(Exercise requirements): Reproduce the data below with every occurrence of "One point per instance of" swapped for "Place one point on each" and everything else left as it is. Leave the pictures out of your answer.

(Pointing data):
— Begin —
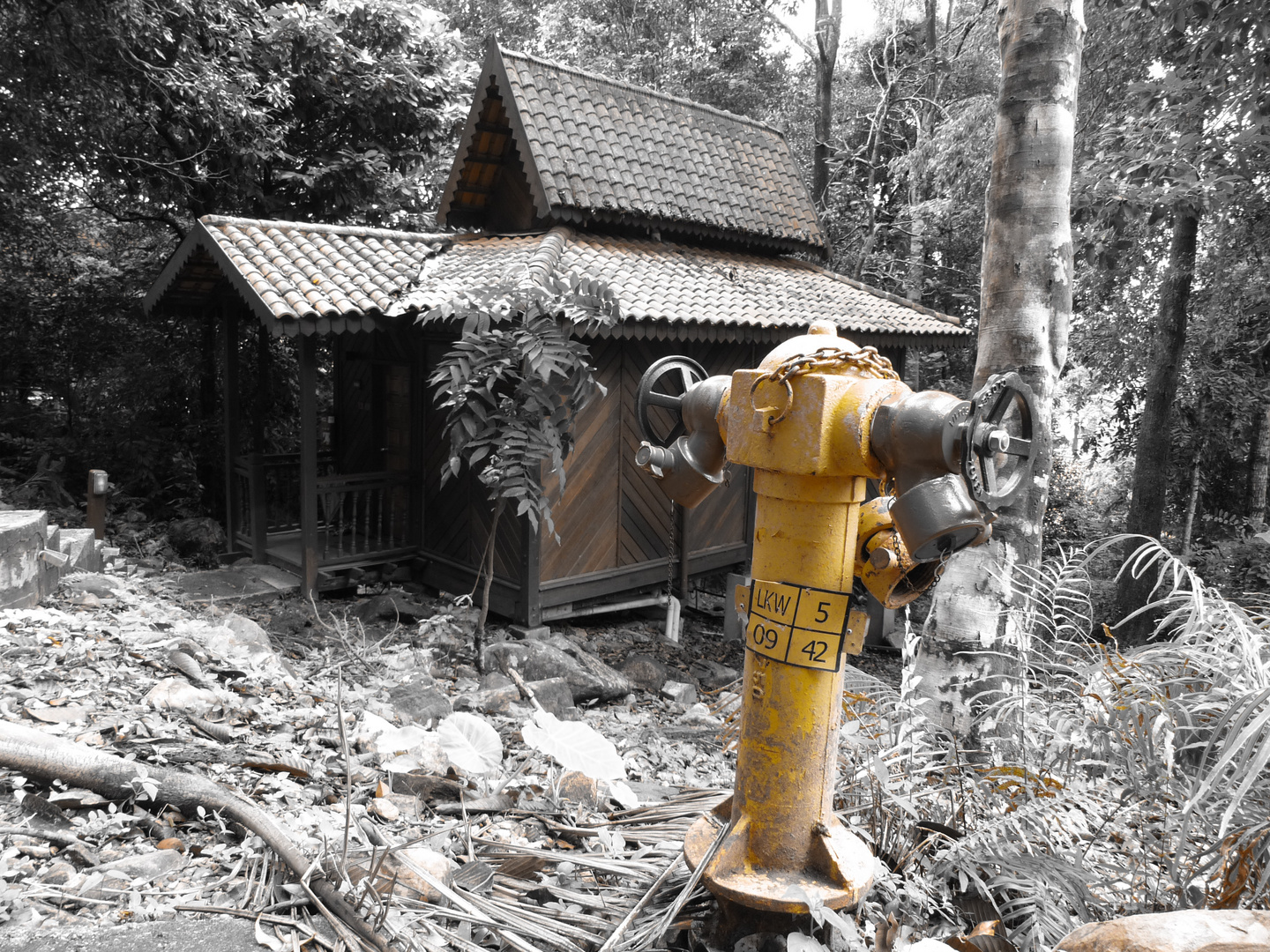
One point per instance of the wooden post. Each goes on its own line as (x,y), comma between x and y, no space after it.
(94,516)
(681,531)
(259,490)
(530,607)
(230,324)
(309,464)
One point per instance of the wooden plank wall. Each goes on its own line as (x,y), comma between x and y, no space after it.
(586,517)
(614,514)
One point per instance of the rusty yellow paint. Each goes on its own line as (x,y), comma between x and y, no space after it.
(810,449)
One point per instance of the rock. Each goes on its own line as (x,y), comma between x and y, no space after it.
(94,584)
(680,692)
(644,672)
(712,674)
(698,715)
(537,634)
(761,942)
(248,632)
(419,703)
(146,866)
(57,874)
(198,537)
(243,643)
(395,607)
(579,788)
(1184,931)
(559,658)
(407,865)
(179,695)
(556,695)
(426,786)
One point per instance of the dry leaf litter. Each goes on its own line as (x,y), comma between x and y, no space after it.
(517,828)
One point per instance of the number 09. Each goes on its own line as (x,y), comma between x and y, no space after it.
(765,636)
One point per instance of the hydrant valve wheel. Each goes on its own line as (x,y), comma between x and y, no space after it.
(998,450)
(663,385)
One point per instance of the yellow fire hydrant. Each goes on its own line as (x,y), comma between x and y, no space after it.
(817,420)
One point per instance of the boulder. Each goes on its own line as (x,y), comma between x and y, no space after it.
(680,692)
(712,674)
(1184,931)
(646,672)
(588,677)
(419,703)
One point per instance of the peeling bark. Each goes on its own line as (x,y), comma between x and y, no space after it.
(968,641)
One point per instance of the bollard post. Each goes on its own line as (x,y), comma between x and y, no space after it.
(98,484)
— End —
(Solution below):
Place one point on each the wooden post. Each goes on its own line as (x,y), comma between x and y, no space after it.
(94,516)
(681,531)
(259,490)
(530,607)
(230,324)
(309,464)
Place one point on each the wooden plank wall. Each goes on its own line as (x,y), comma between x and y, no space after it.
(586,517)
(614,514)
Place one point on each the rusty yellow paint. Each goes on its own line as (x,y), comma between x and y, no space after it.
(810,449)
Place one point on each the rock. Each goes on its own line as (x,y), comma between x and y, no space after it.
(94,584)
(680,692)
(644,672)
(712,674)
(698,715)
(537,634)
(761,942)
(248,632)
(419,703)
(146,866)
(57,874)
(198,537)
(243,643)
(395,607)
(579,788)
(1184,931)
(559,658)
(407,865)
(179,695)
(556,695)
(426,786)
Place one point on each the dry leaf litter. Each goes on its own line as (x,y), comma between x and y, no space after it.
(517,828)
Place one point on each the number 09. Each goes on its own line as (x,y), comma between x and y, no space after it.
(765,636)
Place one point on each the hydrant valve wheel. Each goes on its own line as (x,y), comma between x and y, no space after it.
(998,450)
(663,385)
Place one point on each the yellow fire hydrant. Each goes on its own line as (x,y), comma between x and y, no space after it.
(817,420)
Place one point on each the boulder. Each goes on its own line as (x,y), comma between x and y, no space after it.
(680,692)
(712,674)
(1184,931)
(646,672)
(588,677)
(419,703)
Place one point on each the peeling bark. Each goes on its own line as (x,y), comma between x and y, no space after it.
(968,641)
Place one point on each the bollard post. Each goes on its own line as (x,y), comma between x and y, no space after it.
(98,484)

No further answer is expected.